* begin Selected text *

03-05-2016 | | By Electropages
Altera’s Robert Pierce and NVMdurance’s Conor Ryan and Joe Sullivan explain how managing flash with an FPGA can extend the memory’s lifetime and cut the cost of owning and running SSDs.
The emergence of NAND flash memory has changed the way we store information in everything from mobile devices to large data centers.
Solid-state disks (SSDs) built using NAND flash are smaller, faster, quieter and cooler-running than their hard disk equivalents. Unfortunately SSDs have both an endurance problem (they wear out more quickly than HDDs), and a retention issue, in that the charge representing each data bit leaks away over time.
One reason for this is that to increase the storage of each chip, manufacturers have both shrunk the memory cell’s area, and started using each cell to store multiple bits by sensing the amount of charge it stores, rather than just the presence or absence of any charge.
In a three-bit-per-cell (TLC) design, for example, each cell stores and senses eight voltage levels. This increases storage density, at the cost of increased complexity and access time, reduced data reliability and faster wear-out.
Table 1. A comparison of the different classes of flash memory (Source: NVMdurance)
Error-correcting codes (ECC) in the flash controller can help identify and correct the resultant errors, but this comes at a cost because extra data has to be written and read to implement the ECC.
One such ECC scheme is the Bose-Chaudhuri-Hocquenghem (BCH) method, which offers a predictable operating time and relatively straightforward implementation for solutions requiring up to 50 bits of error correction per data block.
But BCH doesn’t scale well with increasing error rates, and so has been replaced in many TLC implementations by a low-density parity check (LDPC).
This approach uses both hard and soft information decode. Hard decode is like BCH, while soft decode adds further correction using hints extracted by characterizing the degradation of the NAND chip at the foundry.

* end Selected text *
* begin Items *

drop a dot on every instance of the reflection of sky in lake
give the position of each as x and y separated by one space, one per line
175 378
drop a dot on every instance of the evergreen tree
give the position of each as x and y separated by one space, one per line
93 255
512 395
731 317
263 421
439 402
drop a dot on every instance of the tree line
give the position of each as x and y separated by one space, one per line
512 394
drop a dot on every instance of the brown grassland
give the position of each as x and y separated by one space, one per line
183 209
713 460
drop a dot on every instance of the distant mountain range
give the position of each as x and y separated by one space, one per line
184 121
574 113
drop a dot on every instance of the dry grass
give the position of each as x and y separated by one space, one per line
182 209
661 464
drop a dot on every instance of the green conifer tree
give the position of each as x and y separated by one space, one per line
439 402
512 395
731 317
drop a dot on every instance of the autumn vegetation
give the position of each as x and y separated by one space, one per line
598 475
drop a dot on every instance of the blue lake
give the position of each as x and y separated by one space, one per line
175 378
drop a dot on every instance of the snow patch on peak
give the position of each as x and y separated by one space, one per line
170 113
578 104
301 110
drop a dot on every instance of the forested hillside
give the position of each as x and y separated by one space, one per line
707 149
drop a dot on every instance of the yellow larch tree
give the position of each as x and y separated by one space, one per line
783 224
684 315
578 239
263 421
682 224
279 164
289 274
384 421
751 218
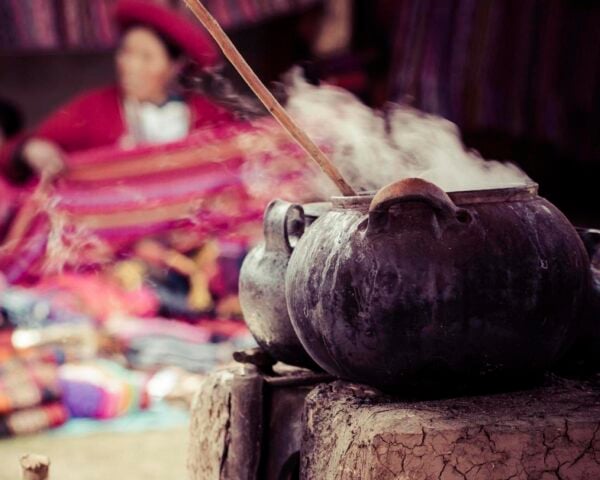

* end Items *

=== Task description ===
Continue the article on managing NAND flash with an FPGA, starting right after its last sentence.

=== Answer to this exercise ===
These hints are coded into a read re-retry mechanism, in which a re-read is tailored to the degraded state of the NAND device. These re-reads occur randomly, and increasingly with age, which makes it difficult to predict how long a read will take. This can introduce unacceptable delays for file retrieval, leading to an SSD being assessed as having reached the end of its useful life.
A better approach would be to reduce the error rate in the data stream, rather than to correct the errors after they have occurred.
There are three main sources of error:
The wear-out rate of flash is related to the stress caused by each write. Higher stress, in the form of higher voltages or longer write times, leads to faster wear-out. However, if not enough electrons are injected onto the floating gate, the flash will suffer from retention issues and data will be lost.
This means that there is a trade-off between retention and endurance, and that early in a cell’s life, data writes can be achieved using low levels of stress, while later on, higher stress can be used to ensure retention.
Flash factories use a process called trimming to discover and set internal control registers with parameters such as voltages, write times, and read thresholds to achieve the best trade-off between retention and endurance.
In general, trim values are fixed, even though, in some applications, for example in SSDs for data centers, it could make sense to trade endurance for retention, since data is rarely kept on SSDs for long in these facilities.
Adjusting trim values can minimise wear during the early part of a device’s life, and applying more stress later in its life can ensure reliability, leading to longer overall operating lifetimes.
Using this management approach, SSD manufacturers can tailor their designs for different uses: one SSD model might need twelve months’ retention, while a hyper-scale customer might want an SSD that can be reprogrammed on demand to achieve retention figures of just one week.
This sort of active management relies on the SSD controller being able to monitor the degradation of the flash and decide when to change parameter sets. This is what NVMdurance Navigator does.
Figure 2. Managing flash with NVMdurance Navigator (Source: NVMndurance)
Actively managing flash is a delicate balancing act: too aggressive early on and the flash will wear out more quickly than necessary, but not aggressive enough and its retention may be compromised.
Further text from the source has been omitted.